JOB: In the PDFBox issue notice below, who originally submitted the request, and on what date?

DOCUMENT SECTION:
=====

You are viewing a plain text version of this content. The canonical link for it is here.
Posted to dev@pdfbox.apache.org by "Andreas Lehmkühler (Resolved JIRA)" <ji...@apache.org> on 2011/11/06 17:42:51 UTC

[jira] [Resolved] (PDFBOX-5) CJK decoding

     [ https://issues.apache.org/jira/browse/PDFBOX-5?page=com.atlassian.jira.plugin.system.issuetabpanels:all-tabpanel ]

Andreas Lehmkühler resolved PDFBOX-5.
-------------------------------------

       Resolution: Fixed
    Fix Version/s: 1.7.0
         Assignee: Andreas Lehmkühler

PDFBox won't extract the whole text from chinese.pdf as it doesn't provide any character mappings for some of the used fonts. Even acrobat reader can't extract the whole text.

Set to resolved.
                
> CJK decoding
> ------------
>
>                 Key: PDFBOX-5
>                 URL: https://issues.apache.org/jira/browse/PDFBOX-5
>             Project: PDFBox
>          Issue Type: New Feature
>          Components: Text extraction
>            Assignee: Andreas Lehmkühler
>             Fix For: 1.7.0
>
>         Attachments: PDFBOX5-CJK.zip
>
>
> [imported from SourceForge]
> http://sourceforge.net/tracker/index.php?group_id=78314&atid=552835&aid=765686
> Originally submitted by bguan on 2003-07-03 17:57.
> Another feature I need a lot is the correct interpretation 
> of CJK encoding.
> Yes, I know PDF can be a pain when it comes to 
> correctly interpreting CJK charsets, as many factors are 
> involved, including whether a font (or its subset) is 
> embeded or not.

=====

SUPPLIED ENTRIES:
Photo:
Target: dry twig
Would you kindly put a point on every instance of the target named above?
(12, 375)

=====

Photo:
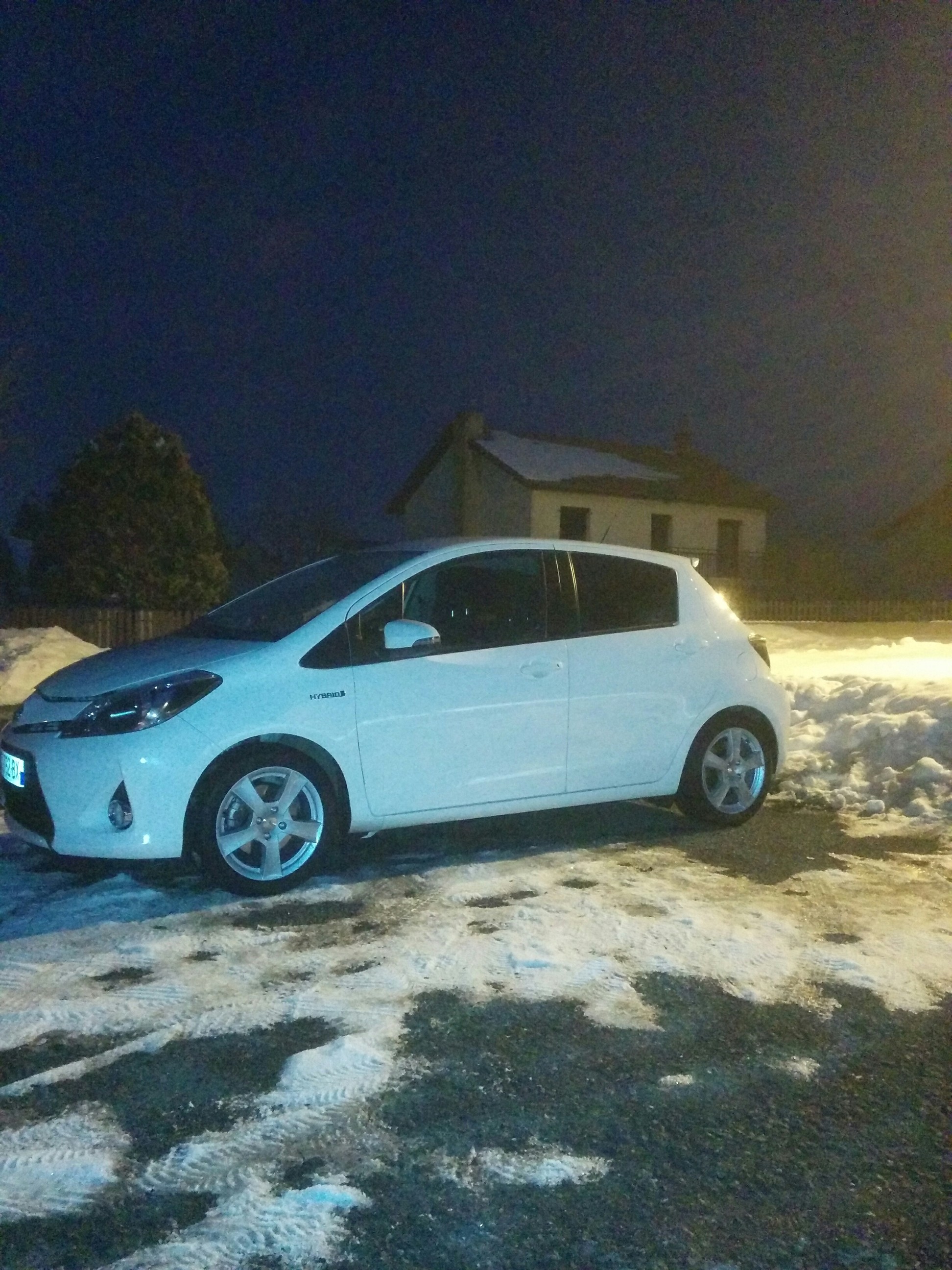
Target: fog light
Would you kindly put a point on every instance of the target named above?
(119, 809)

=====

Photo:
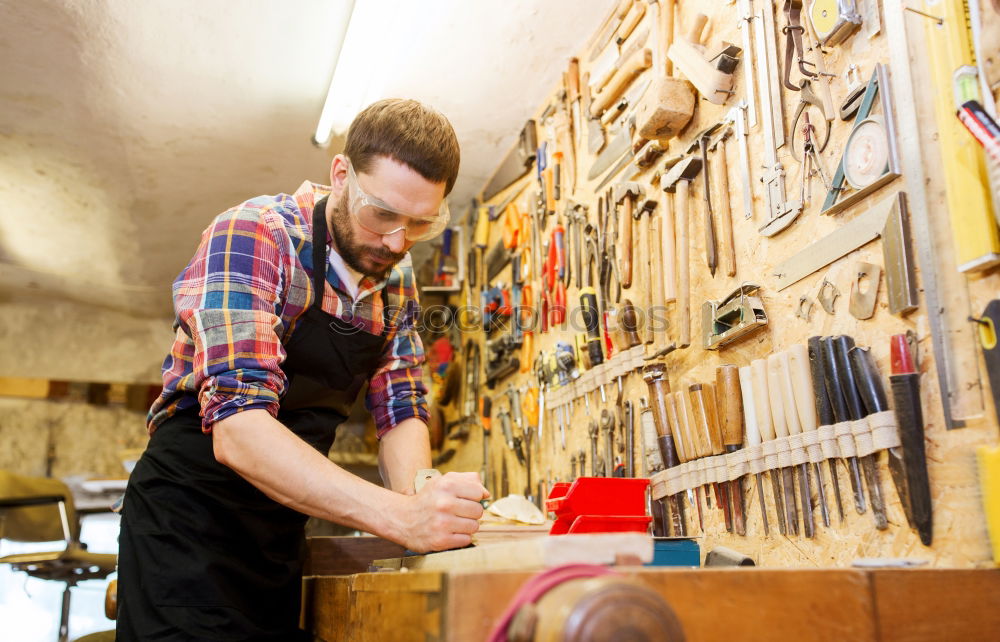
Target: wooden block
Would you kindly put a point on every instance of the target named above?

=====

OUTPUT OF THE TASK: It was submitted by bguan on 2003-07-03.